> **TASK PROMPT**
Can you quote the records below in full, word for word?

----------

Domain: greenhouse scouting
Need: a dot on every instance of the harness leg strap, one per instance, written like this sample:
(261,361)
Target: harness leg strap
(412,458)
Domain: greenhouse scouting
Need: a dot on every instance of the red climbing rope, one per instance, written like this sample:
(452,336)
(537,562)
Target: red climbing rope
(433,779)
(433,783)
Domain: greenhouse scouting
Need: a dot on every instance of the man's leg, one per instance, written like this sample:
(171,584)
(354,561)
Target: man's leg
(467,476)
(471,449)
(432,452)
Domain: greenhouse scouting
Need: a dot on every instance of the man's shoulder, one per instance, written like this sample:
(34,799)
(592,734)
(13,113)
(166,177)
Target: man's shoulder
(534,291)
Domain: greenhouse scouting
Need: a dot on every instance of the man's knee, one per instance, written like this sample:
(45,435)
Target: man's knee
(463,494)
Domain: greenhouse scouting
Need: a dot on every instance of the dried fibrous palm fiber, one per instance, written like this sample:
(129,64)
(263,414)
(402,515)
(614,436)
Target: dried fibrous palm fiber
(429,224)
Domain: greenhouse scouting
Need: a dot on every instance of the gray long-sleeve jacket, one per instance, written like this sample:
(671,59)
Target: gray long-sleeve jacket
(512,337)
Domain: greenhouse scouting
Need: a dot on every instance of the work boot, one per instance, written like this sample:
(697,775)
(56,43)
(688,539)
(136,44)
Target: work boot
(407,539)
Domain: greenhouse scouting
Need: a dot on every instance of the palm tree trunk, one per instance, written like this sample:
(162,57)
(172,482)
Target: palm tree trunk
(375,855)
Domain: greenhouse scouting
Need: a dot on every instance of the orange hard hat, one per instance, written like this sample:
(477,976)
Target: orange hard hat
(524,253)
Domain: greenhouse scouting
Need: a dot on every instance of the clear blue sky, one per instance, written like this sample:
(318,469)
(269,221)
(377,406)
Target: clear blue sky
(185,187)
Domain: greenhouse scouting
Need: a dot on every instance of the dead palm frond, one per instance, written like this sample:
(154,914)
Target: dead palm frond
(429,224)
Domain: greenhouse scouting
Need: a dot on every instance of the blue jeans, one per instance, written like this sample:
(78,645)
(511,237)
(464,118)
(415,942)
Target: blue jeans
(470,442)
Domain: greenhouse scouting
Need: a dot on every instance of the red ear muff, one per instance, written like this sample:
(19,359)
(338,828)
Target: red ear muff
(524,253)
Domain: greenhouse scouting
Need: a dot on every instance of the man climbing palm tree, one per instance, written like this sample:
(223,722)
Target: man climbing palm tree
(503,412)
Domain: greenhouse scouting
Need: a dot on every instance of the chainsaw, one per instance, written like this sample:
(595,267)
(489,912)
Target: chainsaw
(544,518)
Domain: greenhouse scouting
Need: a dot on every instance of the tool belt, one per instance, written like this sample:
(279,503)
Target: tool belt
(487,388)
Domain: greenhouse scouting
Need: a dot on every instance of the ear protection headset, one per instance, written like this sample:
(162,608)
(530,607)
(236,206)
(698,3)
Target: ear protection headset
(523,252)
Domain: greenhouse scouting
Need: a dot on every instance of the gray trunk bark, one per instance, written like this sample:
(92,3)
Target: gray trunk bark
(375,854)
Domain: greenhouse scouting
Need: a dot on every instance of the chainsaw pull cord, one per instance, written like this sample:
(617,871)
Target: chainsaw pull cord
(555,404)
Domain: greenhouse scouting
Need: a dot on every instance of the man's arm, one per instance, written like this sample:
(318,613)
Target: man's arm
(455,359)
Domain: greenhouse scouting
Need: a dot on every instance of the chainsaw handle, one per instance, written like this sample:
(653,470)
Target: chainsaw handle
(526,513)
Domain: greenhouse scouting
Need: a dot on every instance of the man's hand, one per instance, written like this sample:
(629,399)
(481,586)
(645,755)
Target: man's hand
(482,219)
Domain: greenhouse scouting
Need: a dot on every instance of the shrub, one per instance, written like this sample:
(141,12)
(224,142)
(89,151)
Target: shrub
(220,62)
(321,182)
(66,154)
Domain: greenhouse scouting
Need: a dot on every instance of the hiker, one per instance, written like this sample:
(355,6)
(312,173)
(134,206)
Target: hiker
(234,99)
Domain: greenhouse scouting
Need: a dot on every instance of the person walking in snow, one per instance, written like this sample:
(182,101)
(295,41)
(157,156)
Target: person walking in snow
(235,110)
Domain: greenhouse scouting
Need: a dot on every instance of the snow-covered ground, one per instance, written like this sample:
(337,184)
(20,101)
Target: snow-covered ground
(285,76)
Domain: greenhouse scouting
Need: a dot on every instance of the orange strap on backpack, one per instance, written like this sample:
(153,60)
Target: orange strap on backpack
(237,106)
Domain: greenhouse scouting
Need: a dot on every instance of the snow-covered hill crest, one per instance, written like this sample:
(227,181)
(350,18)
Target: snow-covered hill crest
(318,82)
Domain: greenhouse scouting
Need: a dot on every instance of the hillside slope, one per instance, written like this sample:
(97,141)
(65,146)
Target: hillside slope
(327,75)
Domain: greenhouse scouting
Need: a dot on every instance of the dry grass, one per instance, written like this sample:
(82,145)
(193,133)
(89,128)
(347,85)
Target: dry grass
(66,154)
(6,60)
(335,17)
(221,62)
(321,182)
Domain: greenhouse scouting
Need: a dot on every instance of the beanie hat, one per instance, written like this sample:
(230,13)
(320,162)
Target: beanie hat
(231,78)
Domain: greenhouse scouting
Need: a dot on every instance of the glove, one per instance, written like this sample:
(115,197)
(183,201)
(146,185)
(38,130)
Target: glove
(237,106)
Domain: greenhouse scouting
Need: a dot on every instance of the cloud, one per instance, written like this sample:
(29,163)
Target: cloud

----------

> **TASK OUTPUT**
Domain: greenhouse scouting
Need: a dot on every instance of the harness leg strap, one per instance, written like this sample:
(261,361)
Target: harness leg strap
(412,458)
Domain: greenhouse scouting
Need: a dot on every instance of the red climbing rope, one per instance, written like this sample:
(452,336)
(537,562)
Target: red climbing rope
(433,779)
(433,783)
Domain: greenhouse scouting
Need: a dot on every instance of the man's leg, one per instance, written like this sample:
(171,584)
(354,561)
Target: man's leg
(467,476)
(471,449)
(432,452)
Domain: greenhouse scouting
Need: a dot on every instance of the man's shoulder, one per instance, written like this sample:
(34,799)
(592,734)
(13,113)
(166,177)
Target: man's shoulder
(534,291)
Domain: greenhouse scouting
Need: a dot on every instance of the man's knee, one per instance, written like this sample:
(45,435)
Target: man's knee
(463,494)
Domain: greenhouse scouting
Need: a dot on every instance of the dried fibrous palm fiber, one per instance, written like this sample:
(129,64)
(263,414)
(402,515)
(614,436)
Target: dried fibrous palm fiber
(429,224)
Domain: greenhouse scouting
Need: a dot on every instance of the gray long-sleeve jacket, one per instance, written like this sample:
(671,59)
Target: gray long-sleeve jacket
(512,337)
Domain: greenhouse scouting
Need: a dot on every instance of the work boot, one per instance, written like this sample:
(697,775)
(56,43)
(688,539)
(136,44)
Target: work boot
(407,539)
Domain: greenhouse scouting
Need: a dot on every instance of the palm tree trunk, one per instance, written like this sample:
(162,57)
(172,482)
Target: palm tree trunk
(375,855)
Domain: greenhouse scouting
Need: a dot on every instance of the orange hard hat, one per instance, written like this sample:
(477,976)
Target: orange hard hat
(524,253)
Domain: greenhouse scouting
Need: a dot on every instance of the clear blue sky, one per instance, written like this sample:
(318,469)
(269,221)
(377,406)
Target: clear blue sky
(185,187)
Domain: greenhouse scouting
Need: a dot on every instance of the dead palm frond, one per instance, written like this sample:
(154,914)
Target: dead palm frond
(429,224)
Domain: greenhouse scouting
Need: a dot on every instance of the blue jeans, one per instance, written like this sample:
(78,645)
(511,237)
(464,118)
(415,942)
Target: blue jeans
(470,442)
Domain: greenhouse scouting
Need: a dot on every instance of the red ear muff, one per instance, written like this sample:
(19,359)
(338,828)
Target: red ear muff
(524,253)
Domain: greenhouse scouting
Need: a dot on every instance of the man climbing palm tree, one per instance, written like this sample:
(223,722)
Target: man climbing palm tree
(503,412)
Domain: greenhouse scouting
Need: a dot on every instance of the chainsaw, one per instance, written like this sample:
(595,267)
(489,912)
Target: chainsaw
(544,518)
Domain: greenhouse scouting
Need: a dot on every instance of the tool belt, one per instance, written like this sample:
(279,503)
Target: tool belt
(487,388)
Domain: greenhouse scouting
Need: a dot on every instance of the ear protection headset, one per instance, written like this sample:
(162,608)
(530,607)
(236,206)
(698,3)
Target: ear protection headset
(523,252)
Domain: greenhouse scouting
Need: a dot on every instance of the gray trunk bark, one per instance, written like this sample:
(92,3)
Target: gray trunk bark
(375,854)
Domain: greenhouse scouting
Need: a dot on every instance of the chainsaw pull cord, one per instance, written like this sample:
(617,871)
Target: chainsaw pull cord
(555,404)
Domain: greenhouse scouting
Need: a dot on every instance of the man's arm, one per instance, written like this sample:
(318,613)
Target: man's arm
(455,359)
Domain: greenhouse scouting
Need: a dot on every instance of the chainsaw handle, one per instance, written like this sample:
(653,470)
Target: chainsaw handle
(526,513)
Domain: greenhouse scouting
Need: a dot on every instance of the man's hand, one per instance, written like this sample:
(629,399)
(481,586)
(645,755)
Target: man's hand
(482,219)
Domain: greenhouse scouting
Need: a dot on every instance of the shrub, one per instance, written like this sample:
(141,12)
(224,142)
(89,151)
Target: shrub
(220,62)
(321,182)
(66,154)
Domain: greenhouse scouting
Need: a dot on every instance of the hiker, one per instance, written like this sample:
(355,6)
(312,173)
(134,206)
Target: hiker
(234,99)
Domain: greenhouse scouting
Need: a dot on every instance of the person walking in snow, one per instance, written like this sample:
(182,101)
(295,41)
(157,156)
Target: person walking in snow
(235,110)
Domain: greenhouse scouting
Need: a dot on every instance of the snow-covered ground, one per instance, written like this sample:
(337,184)
(20,101)
Target: snow-covered ground
(285,76)
Domain: greenhouse scouting
Need: a dot on every instance of the orange strap on backpack, one per instance, written like this sample:
(153,60)
Target: orange strap on backpack
(237,106)
Domain: greenhouse scouting
Need: a dot on every instance of the snow-covered hill crest, one per instance, written like this sample:
(227,181)
(350,18)
Target: snow-covered hill crest
(318,82)
Domain: greenhouse scouting
Need: a dot on every instance of the hillside slope, one per instance, written like this sample:
(97,141)
(65,146)
Target: hillside slope
(327,75)
Domain: greenhouse scouting
Need: a dot on every instance of the dry grass, one per instance, written like this sample:
(82,145)
(193,133)
(89,128)
(347,85)
Target: dry grass
(66,154)
(6,60)
(335,17)
(221,62)
(321,182)
Domain: greenhouse scouting
Need: a dot on every instance of the beanie hat, one per instance, written like this sample:
(230,13)
(320,162)
Target: beanie hat
(231,78)
Domain: greenhouse scouting
Need: a dot on every instance of the glove, one per instance, written like this sample:
(115,197)
(183,201)
(146,185)
(38,130)
Target: glove
(237,106)
Domain: greenhouse scouting
Need: a dot on every instance of the cloud, one per instance, written like this sample:
(29,163)
Target: cloud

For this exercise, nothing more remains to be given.